*OBJECTIVE 1*. In the forum thread on the moment of inertia of a sphere, what does the reply suggest using to derive it?

#####

# Moment of inertia of a sphere

1. Feb 3, 2008

### Oerg

1. The problem statement, all variables and given/known data

Ok, so i was trying to derive the moment of inertia about an axis that runs through the centre of mass of the sphere and i couldnt get the answer of $$I_{CM}=\frac{2}{5}MR^2$$

3. The attempt at a solution

The moment of inertia is defined as

$$\int r^2dm$$

and since

$$dm=\rho \times 4\pi r^2\times dr$$

so

$$I_{CM}=\int_{0}^{R}4\rho r^4 \pi dr$$
$$I_{CM}=\frac{4\rho\pi R^5}{5}$$

and expanding rho gives

$$I_{CM}=\frac{3}{5}R^2M$$

which is not correct.

2. Feb 3, 2008

### mjsd

the typical way to derive the moment of inertia of a sphere is to use the result for the moment of inertia of a thin disk (axis through center). The sphere is just a collection of thin disks with different radius.....

3. Feb 3, 2008

### Oerg

Hmm, then is there something wrong with my working? I would like to know in case I have some conceptual misunderstanding.

#####

*OBJECTIVE 2*. Count the lines of the records that contain the string "laid", with case counting, and give only the number.

*DATA ENTRIES*.

#####

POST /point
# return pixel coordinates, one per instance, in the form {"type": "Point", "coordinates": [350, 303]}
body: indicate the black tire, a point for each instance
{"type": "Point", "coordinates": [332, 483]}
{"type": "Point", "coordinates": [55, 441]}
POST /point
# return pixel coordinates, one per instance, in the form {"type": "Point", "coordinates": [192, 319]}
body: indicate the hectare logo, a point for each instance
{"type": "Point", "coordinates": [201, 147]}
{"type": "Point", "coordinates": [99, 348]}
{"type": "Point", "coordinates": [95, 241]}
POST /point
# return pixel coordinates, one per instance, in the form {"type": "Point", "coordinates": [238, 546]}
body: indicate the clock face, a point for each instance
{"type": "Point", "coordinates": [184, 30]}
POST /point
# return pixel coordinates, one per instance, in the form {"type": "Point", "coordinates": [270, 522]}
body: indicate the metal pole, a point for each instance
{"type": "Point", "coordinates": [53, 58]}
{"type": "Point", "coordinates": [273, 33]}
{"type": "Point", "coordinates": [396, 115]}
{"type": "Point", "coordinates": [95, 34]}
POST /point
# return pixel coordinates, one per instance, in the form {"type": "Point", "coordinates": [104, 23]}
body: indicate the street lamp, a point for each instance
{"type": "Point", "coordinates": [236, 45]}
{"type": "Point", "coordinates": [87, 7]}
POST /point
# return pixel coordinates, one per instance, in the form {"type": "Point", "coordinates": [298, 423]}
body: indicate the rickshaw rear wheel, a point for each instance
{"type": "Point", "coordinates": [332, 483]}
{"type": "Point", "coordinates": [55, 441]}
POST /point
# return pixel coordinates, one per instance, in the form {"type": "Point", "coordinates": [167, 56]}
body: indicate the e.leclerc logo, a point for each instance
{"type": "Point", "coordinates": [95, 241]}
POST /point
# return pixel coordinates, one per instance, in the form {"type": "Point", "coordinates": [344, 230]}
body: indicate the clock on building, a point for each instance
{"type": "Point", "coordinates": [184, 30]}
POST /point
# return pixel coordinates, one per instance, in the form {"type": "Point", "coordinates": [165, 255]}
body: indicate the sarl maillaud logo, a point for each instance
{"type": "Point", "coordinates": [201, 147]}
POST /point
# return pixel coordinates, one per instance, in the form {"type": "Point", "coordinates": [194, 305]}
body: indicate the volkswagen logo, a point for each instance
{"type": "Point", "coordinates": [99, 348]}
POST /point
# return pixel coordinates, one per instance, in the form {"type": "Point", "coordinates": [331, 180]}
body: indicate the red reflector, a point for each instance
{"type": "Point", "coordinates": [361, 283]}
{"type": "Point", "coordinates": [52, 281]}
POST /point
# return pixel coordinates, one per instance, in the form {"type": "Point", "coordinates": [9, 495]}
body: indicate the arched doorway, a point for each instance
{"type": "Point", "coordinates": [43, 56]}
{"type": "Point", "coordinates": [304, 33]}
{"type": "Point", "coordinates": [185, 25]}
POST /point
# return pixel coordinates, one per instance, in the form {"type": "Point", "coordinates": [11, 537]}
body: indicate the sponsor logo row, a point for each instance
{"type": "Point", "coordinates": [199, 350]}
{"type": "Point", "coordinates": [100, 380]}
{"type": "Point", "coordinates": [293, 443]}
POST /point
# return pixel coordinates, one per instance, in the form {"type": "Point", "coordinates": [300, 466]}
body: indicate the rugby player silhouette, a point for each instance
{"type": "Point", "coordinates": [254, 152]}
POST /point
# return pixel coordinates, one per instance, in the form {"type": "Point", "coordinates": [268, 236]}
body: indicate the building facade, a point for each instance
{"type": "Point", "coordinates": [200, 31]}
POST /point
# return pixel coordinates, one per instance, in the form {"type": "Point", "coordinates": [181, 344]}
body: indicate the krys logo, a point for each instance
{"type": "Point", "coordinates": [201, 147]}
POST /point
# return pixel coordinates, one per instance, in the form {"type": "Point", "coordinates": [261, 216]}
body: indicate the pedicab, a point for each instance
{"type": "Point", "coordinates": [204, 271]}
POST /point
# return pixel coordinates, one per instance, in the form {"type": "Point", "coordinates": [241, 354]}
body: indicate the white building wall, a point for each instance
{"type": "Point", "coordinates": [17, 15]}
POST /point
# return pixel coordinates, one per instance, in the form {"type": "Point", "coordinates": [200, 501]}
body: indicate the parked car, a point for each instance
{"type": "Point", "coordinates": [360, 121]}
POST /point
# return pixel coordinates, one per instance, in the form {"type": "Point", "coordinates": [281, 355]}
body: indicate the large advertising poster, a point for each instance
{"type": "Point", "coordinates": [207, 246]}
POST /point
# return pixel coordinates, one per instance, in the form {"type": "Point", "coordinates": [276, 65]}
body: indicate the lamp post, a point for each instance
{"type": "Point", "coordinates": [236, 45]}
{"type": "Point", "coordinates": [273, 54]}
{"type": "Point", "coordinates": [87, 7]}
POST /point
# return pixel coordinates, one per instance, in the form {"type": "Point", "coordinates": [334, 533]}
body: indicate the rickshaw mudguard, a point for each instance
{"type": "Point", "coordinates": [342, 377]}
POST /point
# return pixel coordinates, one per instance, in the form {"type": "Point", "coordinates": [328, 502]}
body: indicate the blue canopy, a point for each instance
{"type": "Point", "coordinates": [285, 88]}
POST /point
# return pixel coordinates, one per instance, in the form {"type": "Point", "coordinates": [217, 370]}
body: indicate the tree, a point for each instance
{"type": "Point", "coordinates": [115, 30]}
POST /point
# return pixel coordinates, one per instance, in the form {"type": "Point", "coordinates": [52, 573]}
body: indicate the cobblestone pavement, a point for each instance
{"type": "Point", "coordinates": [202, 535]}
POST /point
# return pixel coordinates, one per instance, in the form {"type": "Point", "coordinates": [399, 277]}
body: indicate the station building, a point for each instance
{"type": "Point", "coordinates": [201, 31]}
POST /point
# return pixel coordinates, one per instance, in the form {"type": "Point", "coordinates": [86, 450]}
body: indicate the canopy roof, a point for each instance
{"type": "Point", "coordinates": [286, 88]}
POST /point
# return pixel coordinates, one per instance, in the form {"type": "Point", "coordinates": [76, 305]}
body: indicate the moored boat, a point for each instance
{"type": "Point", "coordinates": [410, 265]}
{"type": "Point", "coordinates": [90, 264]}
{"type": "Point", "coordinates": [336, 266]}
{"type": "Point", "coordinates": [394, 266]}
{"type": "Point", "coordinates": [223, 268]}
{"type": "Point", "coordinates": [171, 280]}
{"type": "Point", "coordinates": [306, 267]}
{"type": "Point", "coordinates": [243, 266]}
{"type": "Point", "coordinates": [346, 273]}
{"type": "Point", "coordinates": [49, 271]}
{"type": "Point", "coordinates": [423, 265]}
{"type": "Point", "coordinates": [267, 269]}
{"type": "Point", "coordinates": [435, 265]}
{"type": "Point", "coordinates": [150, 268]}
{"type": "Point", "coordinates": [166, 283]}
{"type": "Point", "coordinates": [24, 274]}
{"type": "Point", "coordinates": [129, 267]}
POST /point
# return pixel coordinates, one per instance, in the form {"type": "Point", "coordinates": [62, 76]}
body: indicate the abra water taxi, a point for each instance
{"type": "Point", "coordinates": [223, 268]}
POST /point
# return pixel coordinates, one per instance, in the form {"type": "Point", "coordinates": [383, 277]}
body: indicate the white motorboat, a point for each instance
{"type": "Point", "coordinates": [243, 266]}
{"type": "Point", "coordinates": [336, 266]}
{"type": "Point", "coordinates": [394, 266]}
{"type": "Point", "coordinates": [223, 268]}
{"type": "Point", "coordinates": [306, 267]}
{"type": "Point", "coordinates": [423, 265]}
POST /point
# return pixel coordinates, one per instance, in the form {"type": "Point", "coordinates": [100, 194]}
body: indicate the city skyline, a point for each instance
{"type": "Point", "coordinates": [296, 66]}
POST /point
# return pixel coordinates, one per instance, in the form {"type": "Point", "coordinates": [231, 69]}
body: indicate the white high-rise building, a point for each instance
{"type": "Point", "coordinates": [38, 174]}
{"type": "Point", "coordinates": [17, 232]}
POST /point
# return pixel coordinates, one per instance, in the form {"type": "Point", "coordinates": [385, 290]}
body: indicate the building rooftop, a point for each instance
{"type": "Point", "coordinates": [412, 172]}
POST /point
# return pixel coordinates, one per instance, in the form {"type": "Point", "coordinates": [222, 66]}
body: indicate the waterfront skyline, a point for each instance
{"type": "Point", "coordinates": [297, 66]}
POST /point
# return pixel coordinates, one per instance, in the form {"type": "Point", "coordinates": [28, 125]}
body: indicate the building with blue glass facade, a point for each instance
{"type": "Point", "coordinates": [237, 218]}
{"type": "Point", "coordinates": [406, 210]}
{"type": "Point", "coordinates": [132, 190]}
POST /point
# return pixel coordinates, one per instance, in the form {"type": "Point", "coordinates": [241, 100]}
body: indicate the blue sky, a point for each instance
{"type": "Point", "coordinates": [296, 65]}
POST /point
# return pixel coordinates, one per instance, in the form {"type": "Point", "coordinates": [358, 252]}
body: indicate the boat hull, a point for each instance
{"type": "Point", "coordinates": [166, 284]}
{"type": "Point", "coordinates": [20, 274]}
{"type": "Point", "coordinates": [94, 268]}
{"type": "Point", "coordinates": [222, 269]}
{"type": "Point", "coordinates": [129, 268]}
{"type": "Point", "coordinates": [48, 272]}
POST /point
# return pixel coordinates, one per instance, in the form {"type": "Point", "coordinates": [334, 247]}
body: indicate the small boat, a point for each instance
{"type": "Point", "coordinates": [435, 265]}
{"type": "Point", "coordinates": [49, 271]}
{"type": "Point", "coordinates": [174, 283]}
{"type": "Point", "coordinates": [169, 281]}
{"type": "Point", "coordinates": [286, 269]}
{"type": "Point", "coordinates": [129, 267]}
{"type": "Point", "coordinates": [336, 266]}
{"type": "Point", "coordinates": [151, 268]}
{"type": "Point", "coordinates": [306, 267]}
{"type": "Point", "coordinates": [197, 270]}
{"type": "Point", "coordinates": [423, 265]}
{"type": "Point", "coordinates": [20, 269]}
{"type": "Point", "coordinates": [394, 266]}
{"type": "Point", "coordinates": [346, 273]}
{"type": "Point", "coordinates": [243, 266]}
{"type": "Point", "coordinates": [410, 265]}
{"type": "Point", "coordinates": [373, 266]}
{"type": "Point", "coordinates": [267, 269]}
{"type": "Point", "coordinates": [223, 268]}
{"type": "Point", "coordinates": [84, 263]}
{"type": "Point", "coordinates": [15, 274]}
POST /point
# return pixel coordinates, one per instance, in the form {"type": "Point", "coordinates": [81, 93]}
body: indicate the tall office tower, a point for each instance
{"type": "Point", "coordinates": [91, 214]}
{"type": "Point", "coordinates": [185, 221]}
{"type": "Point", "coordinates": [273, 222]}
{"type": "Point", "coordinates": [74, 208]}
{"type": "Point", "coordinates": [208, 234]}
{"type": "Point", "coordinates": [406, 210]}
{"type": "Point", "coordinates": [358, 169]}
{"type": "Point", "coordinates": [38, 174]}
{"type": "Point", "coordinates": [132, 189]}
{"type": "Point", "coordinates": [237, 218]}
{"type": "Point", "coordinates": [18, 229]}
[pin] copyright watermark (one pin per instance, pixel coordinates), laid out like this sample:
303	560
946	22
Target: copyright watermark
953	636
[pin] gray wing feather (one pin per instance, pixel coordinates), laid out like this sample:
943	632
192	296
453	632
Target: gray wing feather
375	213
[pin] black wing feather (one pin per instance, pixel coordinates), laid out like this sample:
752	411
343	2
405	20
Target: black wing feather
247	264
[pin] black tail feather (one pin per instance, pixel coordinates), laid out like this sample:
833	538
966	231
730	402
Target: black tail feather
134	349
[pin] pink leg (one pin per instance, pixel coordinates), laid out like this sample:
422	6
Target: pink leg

#####

*TASK SOLUTION 1*. The result for the moment of inertia of a thin disk with its axis through the center.

*TASK SOLUTION 2*. 5